— Short exercise —
Copy out word for word the items below, starting at the line containing "ceiling fan motor" and continuing through the last line of the items.

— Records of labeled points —
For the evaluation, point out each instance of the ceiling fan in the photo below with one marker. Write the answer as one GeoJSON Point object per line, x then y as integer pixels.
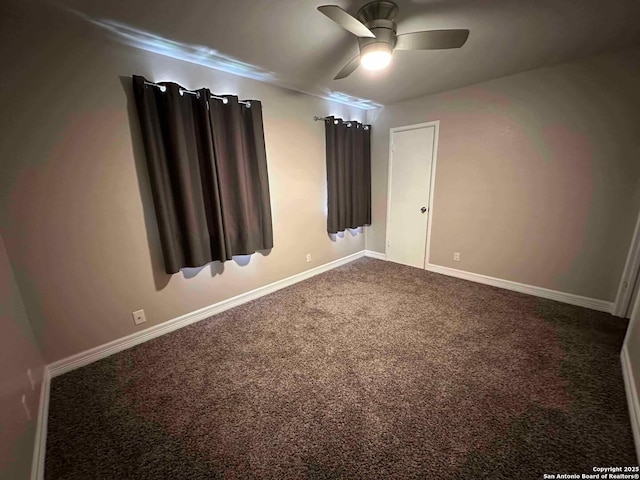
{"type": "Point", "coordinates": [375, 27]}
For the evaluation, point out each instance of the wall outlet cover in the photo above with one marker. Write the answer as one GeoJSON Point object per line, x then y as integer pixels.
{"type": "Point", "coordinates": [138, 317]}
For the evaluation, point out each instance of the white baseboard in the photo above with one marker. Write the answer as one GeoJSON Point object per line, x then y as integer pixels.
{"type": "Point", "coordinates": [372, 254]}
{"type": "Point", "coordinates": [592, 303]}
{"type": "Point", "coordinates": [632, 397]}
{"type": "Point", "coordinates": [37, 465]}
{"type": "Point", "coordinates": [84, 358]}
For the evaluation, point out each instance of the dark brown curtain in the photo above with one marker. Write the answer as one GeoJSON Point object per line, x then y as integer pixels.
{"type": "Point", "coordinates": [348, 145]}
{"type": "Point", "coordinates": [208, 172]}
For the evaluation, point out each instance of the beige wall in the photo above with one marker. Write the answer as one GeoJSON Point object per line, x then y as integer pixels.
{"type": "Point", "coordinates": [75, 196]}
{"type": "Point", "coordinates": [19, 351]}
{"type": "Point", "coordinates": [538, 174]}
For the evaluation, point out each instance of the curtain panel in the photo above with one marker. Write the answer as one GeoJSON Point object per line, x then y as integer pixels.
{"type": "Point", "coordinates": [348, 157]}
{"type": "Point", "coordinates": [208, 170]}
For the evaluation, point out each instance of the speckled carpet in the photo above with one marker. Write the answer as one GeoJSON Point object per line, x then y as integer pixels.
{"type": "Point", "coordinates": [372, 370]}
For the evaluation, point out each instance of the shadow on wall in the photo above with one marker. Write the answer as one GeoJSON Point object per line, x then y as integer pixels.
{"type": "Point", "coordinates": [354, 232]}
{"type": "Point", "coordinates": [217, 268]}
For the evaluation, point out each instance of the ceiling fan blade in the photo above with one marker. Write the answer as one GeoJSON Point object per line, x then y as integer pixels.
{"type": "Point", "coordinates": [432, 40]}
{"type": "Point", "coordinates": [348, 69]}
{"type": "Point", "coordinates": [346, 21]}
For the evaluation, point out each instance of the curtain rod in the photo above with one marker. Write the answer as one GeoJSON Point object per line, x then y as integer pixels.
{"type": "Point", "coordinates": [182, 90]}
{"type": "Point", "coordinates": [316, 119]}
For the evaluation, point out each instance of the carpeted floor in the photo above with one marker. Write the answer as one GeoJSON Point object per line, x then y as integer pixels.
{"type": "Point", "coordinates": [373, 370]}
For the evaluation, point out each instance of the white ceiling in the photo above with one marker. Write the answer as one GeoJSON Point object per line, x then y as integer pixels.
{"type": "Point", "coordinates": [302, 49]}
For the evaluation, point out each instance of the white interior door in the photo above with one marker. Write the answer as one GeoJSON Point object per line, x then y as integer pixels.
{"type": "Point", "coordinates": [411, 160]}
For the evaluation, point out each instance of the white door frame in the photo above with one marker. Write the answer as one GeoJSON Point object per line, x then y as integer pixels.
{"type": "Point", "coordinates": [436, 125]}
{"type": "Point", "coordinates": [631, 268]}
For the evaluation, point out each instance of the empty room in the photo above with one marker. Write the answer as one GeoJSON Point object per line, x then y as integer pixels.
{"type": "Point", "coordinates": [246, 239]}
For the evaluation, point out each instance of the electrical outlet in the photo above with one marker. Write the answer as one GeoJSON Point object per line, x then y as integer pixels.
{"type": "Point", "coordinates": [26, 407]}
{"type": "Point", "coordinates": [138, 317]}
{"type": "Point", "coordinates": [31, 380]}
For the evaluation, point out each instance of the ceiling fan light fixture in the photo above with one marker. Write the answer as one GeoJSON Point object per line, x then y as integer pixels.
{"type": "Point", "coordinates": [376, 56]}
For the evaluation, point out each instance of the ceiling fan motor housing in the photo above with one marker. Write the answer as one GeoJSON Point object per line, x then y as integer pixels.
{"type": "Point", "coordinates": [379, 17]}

— Output for this task —
For the evaluation, point out each instance of the ceiling fan motor housing in the photo above with one marker. Write the answer as one GeoJSON Point object per line, x then y as integer pixels.
{"type": "Point", "coordinates": [379, 17]}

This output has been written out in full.